*Yönerge ve Koşullar*
Aşağıdaki, Erdoğan'ın Suriyelilerle ilgili sözlerini konu alan metne göre Erdoğan, 2014'teki konuşmalarında Türkiye'deki Suriyelilerden hangi sözcükle bahsetmiştir?

*Sayfa Metni*
—————

Hangisi Gerçek Erdoğan?

Turkish President Tayyip Erdogan attends the opening session of the World Climate Change Conference 2015 (COP21) at Le Bourget, near Paris, France, November 30, 2015. REUTERS/Christian Hartmann - RTX1WHR9

2014: “Onlar bizim muhacir kardeşlerimiz. Batı destek verse de vermese de sahip çıkacağız.”
2015: “Otobüslere doldurup AB’nin kapısına göndeririz. Bizim alnımızda enayi yazmıyor!”
2016: “Bu kardeşlerimize vatandaşlığı vereceğiz… Biz almayalım da oraya buraya mı gitsin…”
Cumhurbaşkanı Recep Tayyip Erdoğan, 2014’deki konuşmalarında Türkiye’deki Suriyelilerden ‘muhacir’ olarak bahsetmişti. Bir çok konuşmasında Suriyelileri ‘misafir’ etmekten memnuniyet duyduklarını anlatmıştı. Sonra ‘otobüslere doldurup’ AB’nin kapısına göndereceğini söyledi. Bugün ise ‘vatandaşlık’ verileceğini anlatıyor.

—————

*Verilen Bilgiler*
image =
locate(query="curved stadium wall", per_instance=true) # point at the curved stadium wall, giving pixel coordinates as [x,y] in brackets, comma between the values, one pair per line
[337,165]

—————

*Çözüm Aşağıda*
Onlardan "muhacir" olarak bahsetmiştir.